start Extract provided

It's a good question. How are we supposed to live—as Christians—in drought, with debt, with financial responsibilities, with congregational giving down and a church constantly facing crisis?
We hear two words from Scripture, which show us how we 'should' live. The first tells us about Elijah living in a drought. A drought allowed by God, because King Ahab, and his wife Jezebel, led Israel into Baal worship; and also because the forbidden rebuilding of Jericho took place by Hiel of Bethel.
[Elijah] arose and went to Zarephath. And when he came to the gate of the city, behold, a widow was there gathering sticks. And he called to her and said, "Bring me a little water in a vessel, that I may drink." And as she was going to bring it, he called to her and said, "Bring me a morsel of bread in your hand."
And she said, "As the Lord your God lives, I have nothing baked, only a handful of flour in a jar and a little oil in a jug. And now I am gathering a couple of sticks that I may go in and prepare it for myself and my son, that we may eat it and die." And Elijah said to her, "Do not fear; go and do as you have said. But first make me a little cake of it and bring it to me, and afterward make something for yourself and your son. (1 Kings 17:10–13 ESV)
And the second word from Scripture is from the Gospel of Mark. As the people make their offering to God Jesus observes how we humans live.

end Extract provided
start Supplied data

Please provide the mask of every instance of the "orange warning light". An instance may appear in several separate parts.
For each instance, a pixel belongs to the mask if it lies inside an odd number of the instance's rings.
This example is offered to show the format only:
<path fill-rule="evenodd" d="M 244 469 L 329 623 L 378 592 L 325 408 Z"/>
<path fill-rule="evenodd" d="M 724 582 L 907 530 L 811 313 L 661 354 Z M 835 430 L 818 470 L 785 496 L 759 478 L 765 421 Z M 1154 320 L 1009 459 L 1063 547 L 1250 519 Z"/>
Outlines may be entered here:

end Supplied data

▶ _Directive 1_: Check each statement against the text on living in drought. Answer yes or no and quote the words that decide it. (a) The widow was gathering sticks at the gate of the city. (b) Elijah's first request to the widow was for bread. (c) The second word from Scripture comes from the Gospel of Luke.
▶ _Directive 2_: Duplicate everything in the records from the start down to the line that contains "244 469 L 329", both ends included.

▶ _Exercise solution 1_:
(a) Yes: "when he came to the gate of the city, behold, a widow was there gathering sticks."
(b) No: "Bring me a little water in a vessel, that I may drink."
(c) No: "And the second word from Scripture is from the Gospel of Mark."

▶ _Exercise solution 2_:
Please provide the mask of every instance of the "orange warning light". An instance may appear in several separate parts.
For each instance, a pixel belongs to the mask if it lies inside an odd number of the instance's rings.
This example is offered to show the format only:
<path fill-rule="evenodd" d="M 244 469 L 329 623 L 378 592 L 325 408 Z"/>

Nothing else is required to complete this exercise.